TASK DESCRIPTION ->
Show each line of the entries below in which the word "rough" appears.

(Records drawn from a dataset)

※ ※ ※

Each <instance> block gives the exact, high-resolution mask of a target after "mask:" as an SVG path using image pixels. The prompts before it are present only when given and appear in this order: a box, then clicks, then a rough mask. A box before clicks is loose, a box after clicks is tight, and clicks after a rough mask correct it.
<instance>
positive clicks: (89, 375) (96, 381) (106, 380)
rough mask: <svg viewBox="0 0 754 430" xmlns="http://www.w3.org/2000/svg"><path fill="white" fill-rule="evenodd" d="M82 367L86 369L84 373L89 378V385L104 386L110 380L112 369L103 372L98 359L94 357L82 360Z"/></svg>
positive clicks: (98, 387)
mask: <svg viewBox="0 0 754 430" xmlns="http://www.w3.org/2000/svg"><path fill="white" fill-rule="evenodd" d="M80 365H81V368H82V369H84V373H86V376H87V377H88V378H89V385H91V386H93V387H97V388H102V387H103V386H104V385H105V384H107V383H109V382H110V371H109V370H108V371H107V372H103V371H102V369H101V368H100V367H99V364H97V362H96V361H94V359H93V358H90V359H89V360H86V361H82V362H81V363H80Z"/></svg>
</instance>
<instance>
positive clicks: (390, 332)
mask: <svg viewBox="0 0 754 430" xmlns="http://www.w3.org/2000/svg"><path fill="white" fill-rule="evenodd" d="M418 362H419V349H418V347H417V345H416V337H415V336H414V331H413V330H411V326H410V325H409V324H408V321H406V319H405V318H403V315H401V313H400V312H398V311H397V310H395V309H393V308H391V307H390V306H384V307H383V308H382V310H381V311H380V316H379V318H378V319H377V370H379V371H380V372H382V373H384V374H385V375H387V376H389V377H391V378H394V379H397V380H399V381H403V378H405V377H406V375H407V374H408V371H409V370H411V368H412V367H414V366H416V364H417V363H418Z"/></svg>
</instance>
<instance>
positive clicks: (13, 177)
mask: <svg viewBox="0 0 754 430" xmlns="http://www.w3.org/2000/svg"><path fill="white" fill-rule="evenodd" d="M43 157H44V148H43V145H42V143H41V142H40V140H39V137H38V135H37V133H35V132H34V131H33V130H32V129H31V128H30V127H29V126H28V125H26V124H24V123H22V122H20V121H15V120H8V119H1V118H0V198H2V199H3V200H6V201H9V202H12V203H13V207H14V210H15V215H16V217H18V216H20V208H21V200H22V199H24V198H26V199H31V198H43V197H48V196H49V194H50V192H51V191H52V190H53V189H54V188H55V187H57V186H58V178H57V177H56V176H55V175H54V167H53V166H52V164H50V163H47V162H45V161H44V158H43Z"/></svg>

※ ※ ※

RESULT ->
Each <instance> block gives the exact, high-resolution mask of a target after "mask:" as an SVG path using image pixels. The prompts before it are present only when given and appear in this order: a box, then clicks, then a rough mask. A box before clicks is loose, a box after clicks is tight, and clicks after a rough mask correct it.
rough mask: <svg viewBox="0 0 754 430" xmlns="http://www.w3.org/2000/svg"><path fill="white" fill-rule="evenodd" d="M82 367L86 369L84 373L89 378V385L104 386L110 380L112 369L103 372L98 359L94 357L82 360Z"/></svg>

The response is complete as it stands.